Auswanderung und Auswanderungspolitik



Dauerhafte Auswanderer
Die Einwanderungspolitik der Zielländer philippinischer Auswanderer gilt als Haupt-Pull-Faktor, der Filipinos dazu veranlasst, dauerhaft im Ausland zu verbleiben.[3] Die Nachfrage nach Einwanderern, Filipinos eingeschlossen, hat sich in Richtung qualifizierter Arbeitskräfte verschoben. Zwischen 1981 und 2012 waren beispielsweise nur 10 Prozent der Filipinos vor ihrer Auswanderung als Produktionsarbeiter tätig, während jährlich 40-50 Prozent der Auswandernden mindestens einen College-Abschluss vorweisen konnten und qualifiziert oder hochqualifiziert waren. Zwei von drei dauerhaften Auswanderern waren arbeitslose abhängige Familienmitglieder (Hausfrauen, Minderjährige, Rentner usw.). In dieser Zahl spiegeln sich Programme zur Familienzusammenführung, vor allem in den USA, sowie Programme, die die Mitwanderung von Angehörigen qualifizierter Arbeitskräfte erlauben, wider.
In den vergangenen zwei Jahrzehnten waren jährlich 20 bis 30 Prozent der dauerhaften Auswanderer Heiratsmigranten. Durchschnittlich registrieren sich jährlich rund 20.000 philippinische Verlobte, Ehegatten oder Lebenspartner ausländischer Staatsangehöriger bei der Übersee-Kommission, 90 Prozent davon sind Frauen.

BEREITGESTELLTE DATENSÄTZE:
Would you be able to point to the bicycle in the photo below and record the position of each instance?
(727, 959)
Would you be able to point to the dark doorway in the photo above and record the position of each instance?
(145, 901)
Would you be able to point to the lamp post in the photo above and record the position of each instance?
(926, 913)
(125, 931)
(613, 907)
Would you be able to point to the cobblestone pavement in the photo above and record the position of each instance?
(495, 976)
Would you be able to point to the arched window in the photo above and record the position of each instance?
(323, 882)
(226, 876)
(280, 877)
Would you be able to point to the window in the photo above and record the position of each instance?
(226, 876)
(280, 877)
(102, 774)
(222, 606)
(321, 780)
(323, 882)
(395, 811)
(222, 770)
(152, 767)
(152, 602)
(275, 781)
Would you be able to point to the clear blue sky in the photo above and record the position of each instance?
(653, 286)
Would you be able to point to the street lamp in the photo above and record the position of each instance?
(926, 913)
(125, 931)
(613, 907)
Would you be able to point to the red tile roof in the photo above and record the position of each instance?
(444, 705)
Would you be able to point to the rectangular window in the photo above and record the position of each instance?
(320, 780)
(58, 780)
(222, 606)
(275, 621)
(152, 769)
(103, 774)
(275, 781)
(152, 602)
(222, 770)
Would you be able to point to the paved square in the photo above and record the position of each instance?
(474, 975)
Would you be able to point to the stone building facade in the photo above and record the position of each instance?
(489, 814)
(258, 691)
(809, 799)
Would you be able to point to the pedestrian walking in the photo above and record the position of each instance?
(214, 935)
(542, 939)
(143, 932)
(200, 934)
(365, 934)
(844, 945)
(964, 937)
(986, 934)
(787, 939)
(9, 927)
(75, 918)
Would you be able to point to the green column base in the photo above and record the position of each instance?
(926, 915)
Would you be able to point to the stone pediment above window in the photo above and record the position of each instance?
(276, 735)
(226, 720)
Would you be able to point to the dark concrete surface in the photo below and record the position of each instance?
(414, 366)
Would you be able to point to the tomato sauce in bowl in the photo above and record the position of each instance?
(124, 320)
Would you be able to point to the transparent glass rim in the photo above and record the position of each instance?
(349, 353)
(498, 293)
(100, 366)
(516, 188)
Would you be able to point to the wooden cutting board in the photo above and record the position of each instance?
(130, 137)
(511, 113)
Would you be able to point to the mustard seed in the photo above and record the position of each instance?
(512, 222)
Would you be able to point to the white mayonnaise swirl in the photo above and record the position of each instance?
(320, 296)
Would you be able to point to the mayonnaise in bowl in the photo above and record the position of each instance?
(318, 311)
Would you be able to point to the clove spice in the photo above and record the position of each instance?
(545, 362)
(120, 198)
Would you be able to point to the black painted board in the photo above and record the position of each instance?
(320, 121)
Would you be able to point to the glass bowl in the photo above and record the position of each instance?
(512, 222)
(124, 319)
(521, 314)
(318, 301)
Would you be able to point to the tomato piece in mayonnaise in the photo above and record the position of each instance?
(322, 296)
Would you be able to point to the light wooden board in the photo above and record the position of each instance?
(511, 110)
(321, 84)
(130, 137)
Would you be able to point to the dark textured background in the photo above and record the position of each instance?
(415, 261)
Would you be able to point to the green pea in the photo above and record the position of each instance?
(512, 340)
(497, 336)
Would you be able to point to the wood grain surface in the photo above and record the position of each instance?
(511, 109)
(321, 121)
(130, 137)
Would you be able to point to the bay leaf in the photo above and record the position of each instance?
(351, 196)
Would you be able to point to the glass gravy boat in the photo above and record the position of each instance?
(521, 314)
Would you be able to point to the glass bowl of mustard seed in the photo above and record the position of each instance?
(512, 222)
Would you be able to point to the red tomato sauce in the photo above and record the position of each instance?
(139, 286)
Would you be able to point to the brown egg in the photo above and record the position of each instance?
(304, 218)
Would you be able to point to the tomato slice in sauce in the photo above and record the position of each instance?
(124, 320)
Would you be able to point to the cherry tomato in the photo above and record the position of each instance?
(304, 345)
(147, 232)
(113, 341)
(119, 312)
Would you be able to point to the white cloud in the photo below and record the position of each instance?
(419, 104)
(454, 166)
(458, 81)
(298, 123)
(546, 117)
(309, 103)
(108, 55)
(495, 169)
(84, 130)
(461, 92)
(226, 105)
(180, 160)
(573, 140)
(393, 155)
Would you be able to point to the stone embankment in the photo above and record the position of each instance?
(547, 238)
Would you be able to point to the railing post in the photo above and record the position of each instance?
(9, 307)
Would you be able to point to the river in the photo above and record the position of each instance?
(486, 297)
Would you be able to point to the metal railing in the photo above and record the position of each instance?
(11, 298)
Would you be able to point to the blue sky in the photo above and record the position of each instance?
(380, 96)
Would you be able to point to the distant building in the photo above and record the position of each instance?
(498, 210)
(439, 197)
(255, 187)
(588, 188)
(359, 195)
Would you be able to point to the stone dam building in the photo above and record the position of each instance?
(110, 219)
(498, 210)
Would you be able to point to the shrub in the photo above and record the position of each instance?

AUFGABEN:
1. Nenne sämtliche Prozentangaben, die der Auszug über philippinische Auswanderung enthält.
2. Ersetze im Auszug über philippinische Auswanderung „Heiratsmigranten“ durch „Ehemigranten“ und gib dabei alles von „In den vergangenen“ bis hinunter zu „davon sind Frauen.“ wieder.
Die Datensätze sind eigenständiges Material und gehören nicht zum Auszug.

ERWARTETE LÖSUNGEN:
1. 10 Prozent; 40-50 Prozent; 20 bis 30 Prozent; 90 Prozent

2.
In den vergangenen zwei Jahrzehnten waren jährlich 20 bis 30 Prozent der dauerhaften Auswanderer Ehemigranten. Durchschnittlich registrieren sich jährlich rund 20.000 philippinische Verlobte, Ehegatten oder Lebenspartner ausländischer Staatsangehöriger bei der Übersee-Kommission, 90 Prozent davon sind Frauen.